## Article:
Le dix-huitième siècle fut, selon les frères Goncourt, celui de la séduction et de l’intrigue amoureuse, dont Jean-Honoré Fragonard (1732-1806) aurait été le principal illustrateur, voire le principal agent.

Jean-Honoré Fragonard, Le Verrou (détail), vers 1777-1778, huile sur toile ; 74 x 94 cm, Paris, musée du Louvre, département des Peintures, © Photo Rmn-Grand Palais (musée du Louvre) / Daniel Arnaudet

Jean-Honoré Fragonard, Le Verrou (détail), vers 1777-1778, huile sur toile ; 74 x 94 cm, Paris, musée du Louvre, département des Peintures
© Photo Rmn-Grand Palais (musée du Louvre) / Daniel Arnaudet

L’inspiration amoureuse parcourt en effet l’oeuvre protéiforme et généreuse du « divin Frago », depuis les compositions champêtres de ses débuts jusqu’aux allégories amoureuses qui occupèrent la fin de sa carrière. Tour à tour galant, libertin, audacieusement polisson ou au contraire soucieux d’une nouvelle éthique amoureuse, son art traverse avec fougue et élégance un demi-siècle de création artistique, se renouvelant sans cesse pour mieux saisir les subtiles variations du sentiment et de l’impulsion amoureuse.

## Consigne 1:
Dans l'article, quel surnom est donné à Fragonard ?
Les lignes ci-dessous n'ont aucun lien avec l'article.

## Données fournies:

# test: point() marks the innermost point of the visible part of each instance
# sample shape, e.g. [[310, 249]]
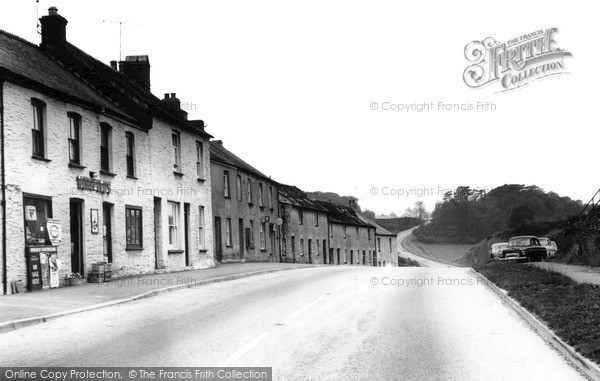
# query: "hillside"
[[557, 231], [397, 225], [470, 216]]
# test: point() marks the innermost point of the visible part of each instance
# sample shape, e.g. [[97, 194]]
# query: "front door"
[[272, 239], [218, 242], [76, 219], [107, 231], [241, 237]]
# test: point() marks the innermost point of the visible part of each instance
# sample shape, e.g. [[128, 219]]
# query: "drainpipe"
[[2, 170]]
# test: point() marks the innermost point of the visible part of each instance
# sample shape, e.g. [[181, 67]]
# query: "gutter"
[[3, 184]]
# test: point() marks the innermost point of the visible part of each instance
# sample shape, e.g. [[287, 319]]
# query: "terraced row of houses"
[[96, 169]]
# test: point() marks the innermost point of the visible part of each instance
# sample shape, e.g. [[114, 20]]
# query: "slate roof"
[[75, 76], [28, 65], [289, 194], [222, 155], [379, 230], [343, 214], [120, 89]]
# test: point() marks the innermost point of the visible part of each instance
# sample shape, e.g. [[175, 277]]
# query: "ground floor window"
[[133, 226], [201, 236], [173, 217], [263, 239], [228, 238], [35, 212]]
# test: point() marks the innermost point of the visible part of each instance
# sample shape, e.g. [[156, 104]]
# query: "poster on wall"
[[94, 221], [54, 231]]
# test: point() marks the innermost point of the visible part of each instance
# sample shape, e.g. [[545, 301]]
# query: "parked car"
[[496, 250], [525, 248], [550, 246]]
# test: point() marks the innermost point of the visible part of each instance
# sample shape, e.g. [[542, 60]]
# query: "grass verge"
[[570, 309], [407, 262]]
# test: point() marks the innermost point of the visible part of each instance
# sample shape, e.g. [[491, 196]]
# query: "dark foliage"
[[468, 216]]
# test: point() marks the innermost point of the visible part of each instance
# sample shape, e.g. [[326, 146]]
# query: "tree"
[[520, 216]]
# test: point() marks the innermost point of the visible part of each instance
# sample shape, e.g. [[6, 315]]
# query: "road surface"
[[323, 323]]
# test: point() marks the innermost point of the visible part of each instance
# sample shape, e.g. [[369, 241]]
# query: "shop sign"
[[93, 185]]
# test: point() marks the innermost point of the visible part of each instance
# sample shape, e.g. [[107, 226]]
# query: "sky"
[[290, 87]]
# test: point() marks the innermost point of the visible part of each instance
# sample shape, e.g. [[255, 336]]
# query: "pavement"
[[580, 274], [32, 307], [321, 323], [425, 262]]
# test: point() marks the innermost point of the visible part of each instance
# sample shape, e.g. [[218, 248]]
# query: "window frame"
[[226, 184], [173, 225], [263, 236], [176, 144], [105, 147], [140, 227], [201, 229], [249, 192], [199, 160], [228, 233], [75, 122], [238, 185], [130, 139], [38, 129]]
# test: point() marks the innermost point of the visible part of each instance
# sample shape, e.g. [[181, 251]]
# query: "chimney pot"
[[137, 68], [54, 30]]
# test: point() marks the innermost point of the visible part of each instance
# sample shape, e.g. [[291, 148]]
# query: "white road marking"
[[243, 350], [306, 307]]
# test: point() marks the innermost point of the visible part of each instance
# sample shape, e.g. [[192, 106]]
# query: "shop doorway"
[[76, 224], [157, 232], [272, 239], [218, 242], [241, 237], [107, 231]]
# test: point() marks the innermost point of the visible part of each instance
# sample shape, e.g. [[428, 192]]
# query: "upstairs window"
[[239, 187], [105, 146], [228, 237], [74, 138], [263, 238], [38, 129], [176, 140], [249, 192], [200, 160], [226, 189], [260, 195], [173, 219], [130, 153], [133, 226]]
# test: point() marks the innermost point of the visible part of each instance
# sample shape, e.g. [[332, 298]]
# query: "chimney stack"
[[54, 30], [174, 103], [137, 68]]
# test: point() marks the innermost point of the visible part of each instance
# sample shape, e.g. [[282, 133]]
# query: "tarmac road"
[[323, 323]]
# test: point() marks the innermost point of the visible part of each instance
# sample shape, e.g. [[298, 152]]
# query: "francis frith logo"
[[515, 63]]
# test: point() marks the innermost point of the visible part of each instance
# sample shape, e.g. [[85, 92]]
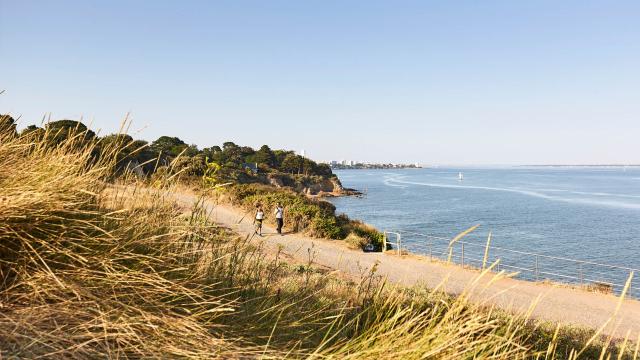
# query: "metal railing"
[[527, 265]]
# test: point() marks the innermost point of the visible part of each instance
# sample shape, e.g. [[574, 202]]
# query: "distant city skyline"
[[457, 83]]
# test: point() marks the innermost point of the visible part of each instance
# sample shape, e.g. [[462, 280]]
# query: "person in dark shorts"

## Consigne 2:
Transforme en liste JSON de chaînes, une chaîne par ligne, la partie des lignes fournies qui va du début jusqu'à la ligne contenant « [[94, 221], [54, 231]] » incluse, en omettant les images.

## Réponse complète 1:
Le « divin Frago ».

## Réponse complète 2:
[
  "# test: point() marks the innermost point of the visible part of each instance",
  "# sample shape, e.g. [[310, 249]]",
  "# query: \"hillside\"",
  "[[557, 231], [397, 225], [470, 216]]",
  "# test: point() marks the innermost point of the visible part of each instance",
  "# sample shape, e.g. [[97, 194]]",
  "# query: \"front door\"",
  "[[272, 239], [218, 242], [76, 219], [107, 231], [241, 237]]",
  "# test: point() marks the innermost point of the visible part of each instance",
  "# sample shape, e.g. [[128, 219]]",
  "# query: \"drainpipe\"",
  "[[2, 170]]",
  "# test: point() marks the innermost point of the visible part of each instance",
  "# sample shape, e.g. [[181, 67]]",
  "# query: \"gutter\"",
  "[[3, 184]]",
  "# test: point() marks the innermost point of the visible part of each instance",
  "# sample shape, e.g. [[287, 319]]",
  "# query: \"terraced row of houses\"",
  "[[96, 169]]",
  "# test: point() marks the innermost point of the visible part of each instance",
  "# sample shape, e.g. [[114, 20]]",
  "# query: \"slate roof\"",
  "[[75, 76], [28, 65], [289, 194], [222, 155], [379, 230], [343, 214], [120, 89]]",
  "# test: point() marks the innermost point of the visible part of each instance",
  "# sample shape, e.g. [[175, 277]]",
  "# query: \"ground floor window\"",
  "[[133, 226], [201, 236], [173, 217], [263, 239], [228, 238], [35, 212]]",
  "# test: point() marks the innermost point of the visible part of each instance",
  "# sample shape, e.g. [[156, 104]]",
  "# query: \"poster on wall\"",
  "[[94, 221], [54, 231]]"
]